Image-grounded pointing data

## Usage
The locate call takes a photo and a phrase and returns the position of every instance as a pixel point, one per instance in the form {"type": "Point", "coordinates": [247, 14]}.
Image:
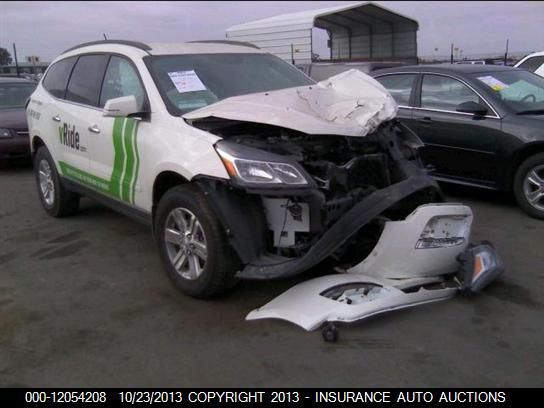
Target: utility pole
{"type": "Point", "coordinates": [16, 63]}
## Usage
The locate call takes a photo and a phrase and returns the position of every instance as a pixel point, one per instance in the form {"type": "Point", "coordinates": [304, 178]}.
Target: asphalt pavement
{"type": "Point", "coordinates": [84, 302]}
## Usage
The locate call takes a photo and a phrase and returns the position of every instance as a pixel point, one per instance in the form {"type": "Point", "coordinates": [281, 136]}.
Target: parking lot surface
{"type": "Point", "coordinates": [84, 302]}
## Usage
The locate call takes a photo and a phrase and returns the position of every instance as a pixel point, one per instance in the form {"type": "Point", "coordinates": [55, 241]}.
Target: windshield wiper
{"type": "Point", "coordinates": [531, 112]}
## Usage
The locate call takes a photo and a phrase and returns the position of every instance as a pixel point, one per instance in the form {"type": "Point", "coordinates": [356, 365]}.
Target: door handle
{"type": "Point", "coordinates": [94, 129]}
{"type": "Point", "coordinates": [425, 120]}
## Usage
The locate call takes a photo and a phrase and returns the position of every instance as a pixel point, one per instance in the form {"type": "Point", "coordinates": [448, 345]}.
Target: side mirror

*Task to carry out:* Above are the records; repeat them all exactly, without the pictures.

*Response for this exercise:*
## Usage
The locate call takes a photo and a phrase and returns the position of every instance as a pixel point, one per instance in the form {"type": "Point", "coordinates": [247, 14]}.
Image:
Target: utility pole
{"type": "Point", "coordinates": [16, 63]}
## Usage
The locate call takes a photo and a phrase and returns the position of every instance as a pixel point, one per instance in the form {"type": "Point", "coordinates": [304, 178]}.
Target: asphalt pavement
{"type": "Point", "coordinates": [84, 302]}
## Usage
The locate call takes a photo and a phrase and returns the position of every instance as a pixel point, one per instance in the form {"type": "Point", "coordinates": [281, 136]}.
Target: parking lot surface
{"type": "Point", "coordinates": [84, 302]}
## Usage
The locate call takes a photo and a phrase and returns the position of every instance as a pixel point, one per instance in the form {"type": "Point", "coordinates": [55, 241]}.
Target: windshield wiper
{"type": "Point", "coordinates": [531, 112]}
## Usage
The locate call takes a photo and a phrase and returns the position of every instance as a pixel point, one per instance in the form {"type": "Point", "coordinates": [356, 365]}.
Target: door handle
{"type": "Point", "coordinates": [94, 129]}
{"type": "Point", "coordinates": [425, 120]}
## Usage
The locate call takes a photo and a phrase and returns the position of every instance as a pixel point, one per instance in the form {"type": "Point", "coordinates": [448, 345]}.
Target: side mirror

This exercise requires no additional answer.